● **Work to be completed**:
Exactly as written, transcribe the data that follows.

Collected data
----------------
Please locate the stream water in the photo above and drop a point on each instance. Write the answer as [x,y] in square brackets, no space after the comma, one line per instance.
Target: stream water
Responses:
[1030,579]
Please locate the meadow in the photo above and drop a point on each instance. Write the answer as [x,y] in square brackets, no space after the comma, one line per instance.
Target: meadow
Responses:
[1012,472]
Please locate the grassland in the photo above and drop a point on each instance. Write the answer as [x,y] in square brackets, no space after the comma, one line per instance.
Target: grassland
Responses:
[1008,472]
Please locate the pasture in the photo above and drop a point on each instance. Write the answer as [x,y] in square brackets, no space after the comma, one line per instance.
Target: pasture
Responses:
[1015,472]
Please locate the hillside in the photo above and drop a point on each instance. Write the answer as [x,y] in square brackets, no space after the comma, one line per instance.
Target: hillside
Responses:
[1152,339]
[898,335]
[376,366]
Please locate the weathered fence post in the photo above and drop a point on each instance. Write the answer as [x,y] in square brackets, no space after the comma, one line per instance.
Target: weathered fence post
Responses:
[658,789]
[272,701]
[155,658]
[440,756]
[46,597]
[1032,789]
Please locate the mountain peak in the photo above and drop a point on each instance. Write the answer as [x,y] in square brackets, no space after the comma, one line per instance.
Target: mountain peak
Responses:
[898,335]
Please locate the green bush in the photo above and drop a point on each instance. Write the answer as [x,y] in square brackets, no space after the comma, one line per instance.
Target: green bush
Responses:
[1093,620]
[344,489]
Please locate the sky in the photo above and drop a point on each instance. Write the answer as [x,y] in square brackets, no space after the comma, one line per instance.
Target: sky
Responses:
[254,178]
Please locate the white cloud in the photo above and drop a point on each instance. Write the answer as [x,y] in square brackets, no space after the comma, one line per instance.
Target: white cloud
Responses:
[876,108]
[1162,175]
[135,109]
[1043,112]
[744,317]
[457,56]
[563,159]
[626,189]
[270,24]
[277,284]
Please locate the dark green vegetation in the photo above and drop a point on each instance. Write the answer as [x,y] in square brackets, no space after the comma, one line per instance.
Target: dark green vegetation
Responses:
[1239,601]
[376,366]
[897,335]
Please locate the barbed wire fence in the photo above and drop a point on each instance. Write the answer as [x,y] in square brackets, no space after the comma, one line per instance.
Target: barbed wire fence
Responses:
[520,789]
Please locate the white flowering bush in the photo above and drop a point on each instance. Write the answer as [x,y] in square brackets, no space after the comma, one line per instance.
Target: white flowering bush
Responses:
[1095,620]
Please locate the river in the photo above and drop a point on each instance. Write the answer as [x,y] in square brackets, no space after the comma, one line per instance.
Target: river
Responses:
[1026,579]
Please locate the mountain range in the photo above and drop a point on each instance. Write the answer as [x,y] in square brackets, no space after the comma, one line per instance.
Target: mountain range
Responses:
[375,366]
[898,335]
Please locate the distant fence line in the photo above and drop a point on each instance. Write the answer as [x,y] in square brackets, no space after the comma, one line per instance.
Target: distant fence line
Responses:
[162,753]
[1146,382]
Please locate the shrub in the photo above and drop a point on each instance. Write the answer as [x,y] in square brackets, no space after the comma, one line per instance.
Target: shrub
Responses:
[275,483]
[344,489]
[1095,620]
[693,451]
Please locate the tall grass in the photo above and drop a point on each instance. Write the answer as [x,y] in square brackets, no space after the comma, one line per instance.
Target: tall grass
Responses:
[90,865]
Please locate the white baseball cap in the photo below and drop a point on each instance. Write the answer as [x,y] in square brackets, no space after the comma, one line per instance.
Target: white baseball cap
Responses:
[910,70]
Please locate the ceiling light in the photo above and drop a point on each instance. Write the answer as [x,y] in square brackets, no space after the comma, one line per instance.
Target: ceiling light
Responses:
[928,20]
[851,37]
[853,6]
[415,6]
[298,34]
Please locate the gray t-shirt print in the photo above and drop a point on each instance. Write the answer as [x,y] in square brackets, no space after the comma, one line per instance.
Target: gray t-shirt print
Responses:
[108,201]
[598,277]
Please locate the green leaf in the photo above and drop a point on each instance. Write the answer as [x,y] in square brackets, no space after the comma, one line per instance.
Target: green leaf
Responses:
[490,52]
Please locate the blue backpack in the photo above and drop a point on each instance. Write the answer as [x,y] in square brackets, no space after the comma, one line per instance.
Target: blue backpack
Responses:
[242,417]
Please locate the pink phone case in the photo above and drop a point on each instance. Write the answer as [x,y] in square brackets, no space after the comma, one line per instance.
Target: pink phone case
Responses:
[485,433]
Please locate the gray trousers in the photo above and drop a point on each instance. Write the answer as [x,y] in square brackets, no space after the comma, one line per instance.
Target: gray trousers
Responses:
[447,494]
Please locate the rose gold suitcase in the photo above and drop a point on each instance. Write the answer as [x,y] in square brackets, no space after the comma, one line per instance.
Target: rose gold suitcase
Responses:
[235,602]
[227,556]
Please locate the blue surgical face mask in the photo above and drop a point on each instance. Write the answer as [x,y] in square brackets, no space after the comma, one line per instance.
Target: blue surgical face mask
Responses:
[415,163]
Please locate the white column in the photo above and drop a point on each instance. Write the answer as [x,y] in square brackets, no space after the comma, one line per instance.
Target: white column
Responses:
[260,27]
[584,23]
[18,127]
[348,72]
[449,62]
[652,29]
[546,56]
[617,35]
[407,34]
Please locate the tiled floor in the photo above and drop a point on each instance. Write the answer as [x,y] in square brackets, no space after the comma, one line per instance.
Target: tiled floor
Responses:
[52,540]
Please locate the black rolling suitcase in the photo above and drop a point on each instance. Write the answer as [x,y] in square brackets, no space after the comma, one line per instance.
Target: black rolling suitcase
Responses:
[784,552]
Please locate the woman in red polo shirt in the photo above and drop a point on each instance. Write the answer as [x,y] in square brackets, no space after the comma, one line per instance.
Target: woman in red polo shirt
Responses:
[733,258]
----------------
● **Response for this exercise**:
Please locate the stream water in the photo above and drop a point on each instance. Write the answer as [x,y] in square brackets, no space after the comma, one line per instance.
Target: stream water
Responses:
[1030,579]
Please locate the meadow in the photo above and drop a point on each instance. Write the answer as [x,y] in square brackets, no space after the comma, one line per instance.
Target: meadow
Responses:
[1012,472]
Please locate the grassland in the photo above and drop a point on each instance. Write the answer as [x,y] in square brackets, no space after the comma, one line per instance.
Target: grassland
Responses:
[1008,472]
Please locate the pasture in the photo above and drop a point on each instance. Write the answer as [x,y] in square brackets, no space after the comma, one line per instance.
Target: pasture
Responses:
[1015,472]
Please locate the hillside in the photo above and drop a point on each instance. Write the answer as [x,y] in square brackets, no space after the comma, one line per instance.
Target: hillside
Responses:
[1152,339]
[898,335]
[376,366]
Please locate the weathered fence post in the photo above and drop a point on each instance. Write the answer as [x,y] in square brackets, no space after the comma, one line per instance.
Target: weathered fence post
Responses:
[658,789]
[272,701]
[155,658]
[440,756]
[46,597]
[1032,789]
Please locate the mountain peak in the photo above and drop a point on each instance. Write the answer as [x,y] in square brackets, no space after the comma, one line per instance.
Target: mountain peak
Responses:
[898,335]
Please locate the green bush in the photo above and drop a point on each instance. Write the answer as [x,y] in square brackets, no space after the comma, one line per instance.
Target: green bush
Responses:
[1093,620]
[344,489]
Please locate the sky in the photo above and drop a point on each instance. Write the answer as [x,y] in square brackets, no space after the comma, one line per instance.
Target: sky
Responses:
[254,178]
Please locate the white cloud in the photo above and drop a point on each instance. Write the answer as [x,y] in square brackets, no space after the comma, one line per instance.
Target: white cloud
Responses:
[876,108]
[1162,175]
[135,109]
[1043,112]
[744,317]
[457,56]
[563,159]
[626,189]
[270,24]
[277,284]
Please locate the dark green vegetation in the photo above and drop a point on each instance. Write the answer as [x,y] in square brackets, no space after the comma, one line per instance.
Target: dark green vegetation
Responses:
[1239,601]
[376,366]
[897,335]
Please locate the barbed wire fence in the photo above and drop a point on each instance. Write the answer as [x,y] in square brackets, no space after the comma, one line per instance.
Target: barbed wire fence
Responses:
[520,789]
Please locate the white flowering bush in the photo above and drop a point on each instance. Write the answer as [x,y] in square brackets, no space after the comma, one line per instance.
Target: white flowering bush
Responses:
[1095,620]
Please locate the river in the photo above and drop a point on each instance. Write the answer as [x,y] in square brackets, no space after the comma, one line per instance.
Target: river
Responses:
[1026,579]
Please locate the mountain range in the photo above and drop a point on each instance. Write the answer as [x,y] in square brackets, no space after the comma, one line per instance.
Target: mountain range
Responses:
[375,366]
[898,335]
Please locate the distant fence line in the photo above and drop a point on each instance. Write the answer as [x,y] in square brackets, no space after the comma, one line per instance.
Target: distant fence line
Responses:
[162,753]
[1146,382]
Please locate the shrub in the photo above and drop a point on each instance. Write the answer as [x,y] in square brackets, no space after the comma, one line per instance.
Target: shrub
Responses:
[275,483]
[344,489]
[1095,620]
[693,451]
Please locate the tall grass in the photo above and drop a point on each instance. Write the answer as [x,y] in square brackets, no space after the comma, one line per instance.
Target: tall grass
Responses:
[90,865]
Please locate the white baseball cap in the photo below and drop a point on each instance. Write the answer as [x,y] in square brackets, no space after the comma, one line per instance.
Target: white baseball cap
Responses:
[910,70]
Please locate the ceiling light in the photo above and drop a point on each instance. Write the answer as [x,y] in square brackets, no space after the comma, one line per instance.
Target: ceiling light
Responses:
[928,20]
[851,37]
[853,6]
[415,6]
[298,34]
Please locate the gray t-shirt print in the photo above and drop a point on each instance. Write the answer as [x,y] in square brackets, no space after the comma, one line per instance.
Target: gray t-shirt print
Responses:
[108,201]
[598,277]
Please locate the green leaf in the photo above and drop a point on each instance. Write the answer as [x,y] in square brackets, no space after the comma, one line per instance.
Target: green leaf
Responses:
[490,52]
Please locate the blue backpack in the photo above and drop a point on each instance. Write the answer as [x,y] in square brackets, no space after the comma, one line per instance.
Target: blue backpack
Responses:
[242,417]
Please locate the pink phone case in the photo above and drop a point on each instance. Write the answer as [x,y] in square brackets, no space after the comma, one line per instance.
Target: pink phone case
Responses:
[485,433]
Please locate the gray trousers in the photo above and drop a point on each instance. Write the answer as [x,y] in square brackets, no space after the comma, one line per instance.
Target: gray trousers
Responses:
[447,494]
Please locate the rose gold suitcase in the photo above and drop a point on each instance. Write the answer as [x,y] in square brackets, no space after the comma, one line per instance.
Target: rose gold suitcase
Responses:
[235,602]
[227,556]
Please locate the blue surgical face mask in the photo above and drop a point on each instance. Write the answer as [x,y] in square brackets, no space after the comma, one line per instance.
Target: blue surgical face mask
Responses:
[415,163]
Please locate the white column in the photo above and drop a point on each instance. Write the answer as [x,y] in square brackets, no space after the comma, one line per instance.
Target: white column
Responses:
[260,27]
[584,23]
[18,127]
[348,72]
[449,62]
[652,29]
[546,56]
[617,35]
[407,34]
Please locate the tiled floor in the photo above and drop a point on each instance. Write the answer as [x,y] in square brackets, no space after the comma, one line per instance.
Target: tiled floor
Responses:
[52,540]
Please locate the black rolling suitcase in the photo above and drop a point on each instance. Write the answer as [x,y] in square brackets, no space after the comma, one line per instance.
Target: black rolling suitcase
Responses:
[784,552]
Please locate the woman in red polo shirt in the photo above and drop a point on each instance. Write the answer as [x,y] in square brackets, no space after the comma, one line per instance.
Target: woman in red polo shirt
Responses:
[733,258]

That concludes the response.